▶ **TASK GOAL**: From first line to last, give the records again word for word and omit the pictures.

[Natural-language object grounding data]

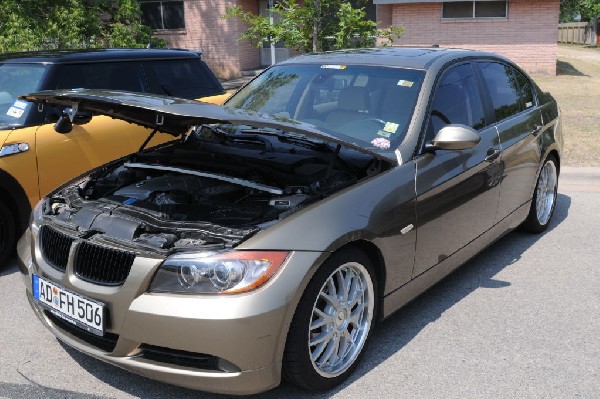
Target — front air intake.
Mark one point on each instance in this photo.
(55, 247)
(102, 265)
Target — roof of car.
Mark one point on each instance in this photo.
(94, 55)
(407, 57)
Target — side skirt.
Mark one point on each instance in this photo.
(395, 300)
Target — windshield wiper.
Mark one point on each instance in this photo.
(291, 137)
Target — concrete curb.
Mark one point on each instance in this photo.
(583, 179)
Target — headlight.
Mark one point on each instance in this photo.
(217, 272)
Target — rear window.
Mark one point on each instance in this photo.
(189, 79)
(106, 75)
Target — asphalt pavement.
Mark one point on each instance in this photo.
(521, 320)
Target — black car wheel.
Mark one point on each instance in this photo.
(8, 233)
(332, 323)
(544, 197)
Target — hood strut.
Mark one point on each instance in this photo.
(145, 143)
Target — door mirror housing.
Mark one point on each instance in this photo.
(454, 137)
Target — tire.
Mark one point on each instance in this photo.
(544, 197)
(307, 361)
(8, 233)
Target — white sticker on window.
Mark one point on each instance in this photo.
(14, 112)
(20, 104)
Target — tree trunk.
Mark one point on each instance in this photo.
(316, 24)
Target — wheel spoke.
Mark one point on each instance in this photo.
(341, 319)
(322, 337)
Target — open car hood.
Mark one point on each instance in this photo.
(176, 116)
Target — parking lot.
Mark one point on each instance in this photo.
(519, 320)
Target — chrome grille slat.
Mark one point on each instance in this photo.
(102, 265)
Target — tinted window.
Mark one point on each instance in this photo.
(182, 78)
(105, 75)
(456, 101)
(163, 14)
(503, 87)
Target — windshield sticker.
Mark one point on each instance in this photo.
(382, 143)
(333, 66)
(391, 127)
(20, 104)
(14, 112)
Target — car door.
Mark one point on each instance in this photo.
(457, 191)
(519, 123)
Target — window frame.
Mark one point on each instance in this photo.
(160, 4)
(488, 97)
(483, 97)
(473, 12)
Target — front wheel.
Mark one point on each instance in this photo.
(544, 198)
(8, 233)
(332, 323)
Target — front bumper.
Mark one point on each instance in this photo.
(227, 344)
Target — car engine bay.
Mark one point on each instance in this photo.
(215, 187)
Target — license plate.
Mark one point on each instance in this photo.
(76, 309)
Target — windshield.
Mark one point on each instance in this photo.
(15, 80)
(367, 106)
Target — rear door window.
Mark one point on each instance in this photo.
(503, 88)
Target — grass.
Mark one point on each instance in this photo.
(577, 90)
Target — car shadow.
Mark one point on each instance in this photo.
(564, 68)
(389, 337)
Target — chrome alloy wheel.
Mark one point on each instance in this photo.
(341, 319)
(546, 192)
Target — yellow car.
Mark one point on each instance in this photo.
(35, 159)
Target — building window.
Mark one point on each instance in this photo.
(474, 9)
(160, 15)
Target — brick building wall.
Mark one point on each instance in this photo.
(217, 38)
(528, 36)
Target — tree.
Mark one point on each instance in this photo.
(314, 26)
(60, 24)
(584, 9)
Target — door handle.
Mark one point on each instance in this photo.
(493, 154)
(536, 132)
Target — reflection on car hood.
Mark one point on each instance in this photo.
(175, 115)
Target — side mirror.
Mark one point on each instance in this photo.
(454, 137)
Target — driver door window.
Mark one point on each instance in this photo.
(456, 101)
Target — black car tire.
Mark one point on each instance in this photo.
(298, 366)
(544, 195)
(8, 233)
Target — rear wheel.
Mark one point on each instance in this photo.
(8, 233)
(544, 197)
(332, 323)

▶ **OUTPUT OF THE TASK**:
Target — front air intake.
Mark one point on each instance in this photo.
(55, 247)
(102, 265)
Target — roof of car.
Mark one point on each instance in this photo.
(94, 55)
(407, 57)
Target — side skirt.
Mark one point on each instance in this photo.
(395, 300)
Target — windshield wiper.
Mark one point on each instance in this photo.
(291, 137)
Target — concrete curb.
Mark one point on each instance in this photo.
(583, 179)
Target — headlight.
Mark one point on each instance in this photo.
(217, 272)
Target — rear window.
Mark one point on each instance in this photo.
(189, 79)
(106, 75)
Target — asphalt pavement.
Mark one point on each instance in this photo.
(521, 320)
Target — black car wheel.
Mark one point on each instance in this photo.
(8, 233)
(332, 323)
(544, 197)
Target — hood strut.
Mark one point on each instance in this photo.
(145, 143)
Target — door mirror housing.
Mark one point on each instance in this photo.
(454, 137)
Target — tire.
Mark one point on each instance in this photo.
(544, 197)
(307, 361)
(8, 233)
Target — white sticker on window.
Mark one point on each instance in this photo.
(14, 112)
(20, 104)
Target — tree trunk.
Mark one point on each instance in this photo.
(316, 24)
Target — wheel spoke.
Mark one point on each instance in this photo.
(341, 319)
(322, 337)
Target — open car hood.
Mark one point on each instance in this photo.
(176, 116)
Target — parking lot.
Mark one point on each instance in this photo.
(519, 320)
Target — chrome grille slat.
Mark one point on each instance in this photo.
(102, 265)
Target — tinted window.
Mark one point on each instance in this photo.
(182, 78)
(105, 75)
(456, 101)
(163, 14)
(503, 87)
Target — windshield sticker.
Mark one point on each instance in this photo.
(382, 143)
(333, 66)
(391, 127)
(20, 104)
(14, 112)
Target — car door.
Mark one point on each instance in this photo.
(457, 191)
(519, 123)
Target — window frame.
Mark one point on each instance in this photo.
(160, 4)
(488, 97)
(483, 97)
(473, 12)
Target — front wheel.
Mark one point on each instance in this photo.
(544, 198)
(8, 233)
(332, 323)
Target — front bumper.
Mark one point on each instance in this photo.
(227, 344)
Target — car engine bay.
Mark one point on each instance in this photo.
(215, 187)
Target — license plate.
Mark one point on each instance in this photo.
(76, 309)
Target — windshield.
Mark one point on each instance in this photo.
(15, 80)
(367, 106)
Target — rear door window.
Mark one point on each instance in this photo.
(503, 88)
Target — grass.
Mark one point on each instance in this photo.
(577, 90)
Target — car shadow.
Mark one point on each instance in this photo.
(564, 68)
(389, 337)
Target — chrome alloy wheel.
Mark one point on each instance in this photo.
(341, 319)
(546, 192)
Target — yellow car.
Mark one point on each instance in this photo.
(35, 159)
Target — building window.
Mark one point on each instance in this photo.
(474, 9)
(160, 15)
Target — brick building wall.
Mark one point on each instance in this photo.
(217, 38)
(528, 36)
Target — tree.
Mark one point on each instance in this photo.
(314, 26)
(60, 24)
(584, 9)
Target — door handle.
Mark one point on each instance in this photo.
(493, 154)
(536, 132)
Target — reflection on car hood.
Mark one point on each instance in this photo.
(175, 115)
Target — side mirror.
Mark one point on each instance in this photo.
(454, 137)
Target — driver door window.
Mark one point on each instance in this photo.
(456, 101)
Target — black car tire.
Mark one point on each instance in this photo.
(298, 366)
(544, 195)
(8, 233)
Target — rear wheel.
Mark one point on each instance in this photo.
(8, 233)
(544, 197)
(332, 323)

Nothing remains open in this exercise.